* EXTRACT
BEGIN
The geckos were sent from the Cologne Zoological Garden, which chose La Sierra as a second location for an “ark” conservation breeding program.
“These animals are so critically endangered, it’s safe to have two separate breeding colonies, in case something happens to the Cologne Zoo,” Lee Grismer, a La Sierra biology professor, said Thursday as the newly arrived geckos were moved, one by one, from shipping containers to tanks.
Grismer said the program was first discussed with Thomas Ziegler, aquarium curator and nature conservation project coordinator at the Cologne Zoo, several years ago, before the coronavirus pandemic delayed plans for about three years.
The private, Seventh-day Adventist, university in Riverside was chosen because of Grismer’s expertise.
He’s a leading expert in the world of gecko research, and said that, by one count, he has discovered about 270 new vertebrate species — but he added: “I don’t keep track of that stuff.”
The breeding program is being led by Sarah Goymer, 22, a biology major from Paradise, California. She’ll be aided by two other undergraduates, Alexandria Falvo and Jeren Gregory, a La Sierra news release states.
Goymer said she started studying cultural anthropology, but then took a biology class with Jesse Grismer, an assistant biology professor and Lee Grismer’s son.
“I realized that my desire to preserve what we have naturally was greater than studying people,” Goymer said.
She spent Thanksgiving break last year in Germany, learning to care for the geckos. By then, she’d also worked in the Grismers’ lab and gone on herpetological expeditions, the La Sierra release states.
“They’re so good at what they do,” Grismer said, referring to Goymer and Amanda Kaatz, a member of the lab.
“I’m going to sleep well at night, knowing that Sarah’s got it.”
Getting the geckos into the U.S. involved a long trail of paperwork.
“I felt like I was a spider in the center of a web, trying to connect everybody in communication,” Goymer said.
During the process, she connected with a customs broker, wildlife officials and zoos in the U.S. with experience importing animals, in addition to the team in Germany.
The geckos will wait out a six-week quarantine. Meanwhile, the biologists will travel to Vietnam next week to further research the geckos’ natural habitat.
“It’ll inform us a lot better on how to take care of these things in captivity,” Grismer said.
Habitat loss and the commercial pet trade are both threats to the survival of animals such as the five tiger gecko species sent to La Sierra.
Grismer recalled a paper he published about 1999 about two new gecko species that included information about their habitats’ locations, which he said must be done when describing new species.
“Within six months, no one could find them anymore,” he said.
He said that they petitioned to change that standard for particular species, so that “commercial collectors can’t use our papers as a roadmap.”
Once a species’ population falls below a certain threshold, it can’t recover, a phenomenon Grismer called the “extinction vortex.”
He said the biologists weren’t sure if the tiger geckos had reached that point or not, but fortunately, “there are still little pockets where they’re quite common.”
He said the team will travel to some of those locations on its trip, and when it has enough geckos, they’ll be released back into the original locations, now that some have protections.
Grismer estimates that the program will first release captive-bred geckos in 2025. Their breeding season isn’t until next year, he said, and they’ll raise the geckos until they’re juveniles, at which point, “we’ll probably take half of those back and let them go,” keeping the rest to continue the breeding program.
“The question that a lot of people ask is, ‘Big deal — what if these things go extinct? How is that going to affect us?’” Grismer said.
“Fact of the matter is, it probably isn’t,” he said. “These things can blink out of existence, and it isn’t going to affect humanity. The problem is, if we knowingly let a species go extinct, then where do we draw the line?”
“This is why my lab does what it does.”
END
* INSTRUCTIONS FOR THE TASK
Copy from the gecko breeding article, starting at "He said the team" and ending at "the breeding program.", with the wording unchanged.

Source records
BEGIN
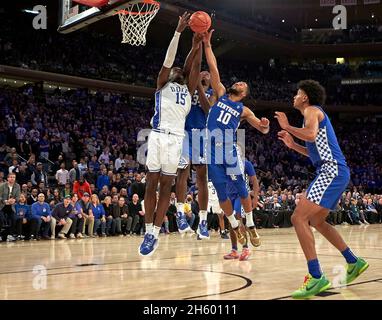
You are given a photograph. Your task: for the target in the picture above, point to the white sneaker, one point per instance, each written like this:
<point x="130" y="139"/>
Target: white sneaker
<point x="11" y="238"/>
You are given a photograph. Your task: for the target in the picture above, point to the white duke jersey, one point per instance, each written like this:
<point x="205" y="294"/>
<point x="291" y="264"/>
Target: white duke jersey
<point x="172" y="105"/>
<point x="212" y="195"/>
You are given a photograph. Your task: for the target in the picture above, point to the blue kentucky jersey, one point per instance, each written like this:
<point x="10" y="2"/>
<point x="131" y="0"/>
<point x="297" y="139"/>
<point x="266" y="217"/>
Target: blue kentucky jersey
<point x="222" y="123"/>
<point x="225" y="114"/>
<point x="325" y="148"/>
<point x="197" y="118"/>
<point x="249" y="171"/>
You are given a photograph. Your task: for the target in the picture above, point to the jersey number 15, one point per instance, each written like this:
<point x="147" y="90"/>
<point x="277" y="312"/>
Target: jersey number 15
<point x="181" y="98"/>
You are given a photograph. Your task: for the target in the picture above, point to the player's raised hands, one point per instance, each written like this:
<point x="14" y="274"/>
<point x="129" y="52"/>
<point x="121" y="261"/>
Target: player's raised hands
<point x="183" y="22"/>
<point x="197" y="39"/>
<point x="282" y="119"/>
<point x="207" y="36"/>
<point x="264" y="122"/>
<point x="285" y="137"/>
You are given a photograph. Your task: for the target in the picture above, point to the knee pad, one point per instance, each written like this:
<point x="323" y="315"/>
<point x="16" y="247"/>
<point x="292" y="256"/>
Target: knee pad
<point x="221" y="190"/>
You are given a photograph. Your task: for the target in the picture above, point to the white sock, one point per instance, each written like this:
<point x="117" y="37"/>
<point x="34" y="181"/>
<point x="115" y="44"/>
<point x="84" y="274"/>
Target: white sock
<point x="180" y="207"/>
<point x="203" y="215"/>
<point x="232" y="220"/>
<point x="149" y="228"/>
<point x="249" y="219"/>
<point x="156" y="232"/>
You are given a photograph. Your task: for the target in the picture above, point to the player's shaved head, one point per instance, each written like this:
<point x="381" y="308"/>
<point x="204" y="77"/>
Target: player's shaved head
<point x="177" y="75"/>
<point x="314" y="91"/>
<point x="240" y="89"/>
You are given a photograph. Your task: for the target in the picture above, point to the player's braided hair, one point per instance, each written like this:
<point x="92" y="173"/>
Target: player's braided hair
<point x="316" y="93"/>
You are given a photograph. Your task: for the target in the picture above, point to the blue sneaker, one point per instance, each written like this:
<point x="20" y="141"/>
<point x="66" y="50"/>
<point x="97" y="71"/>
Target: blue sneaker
<point x="203" y="230"/>
<point x="224" y="235"/>
<point x="182" y="222"/>
<point x="148" y="245"/>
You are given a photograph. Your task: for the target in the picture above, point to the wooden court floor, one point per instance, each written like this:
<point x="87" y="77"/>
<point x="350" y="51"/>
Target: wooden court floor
<point x="182" y="268"/>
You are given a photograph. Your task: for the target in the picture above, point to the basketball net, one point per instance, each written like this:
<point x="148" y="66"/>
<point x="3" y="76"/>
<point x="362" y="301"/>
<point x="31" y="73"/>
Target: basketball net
END
* WRITTEN ANSWER
He said the team will travel to some of those locations on its trip, and when it has enough geckos, they’ll be released back into the original locations, now that some have protections.
Grismer estimates that the program will first release captive-bred geckos in 2025. Their breeding season isn’t until next year, he said, and they’ll raise the geckos until they’re juveniles, at which point, “we’ll probably take half of those back and let them go,” keeping the rest to continue the breeding program.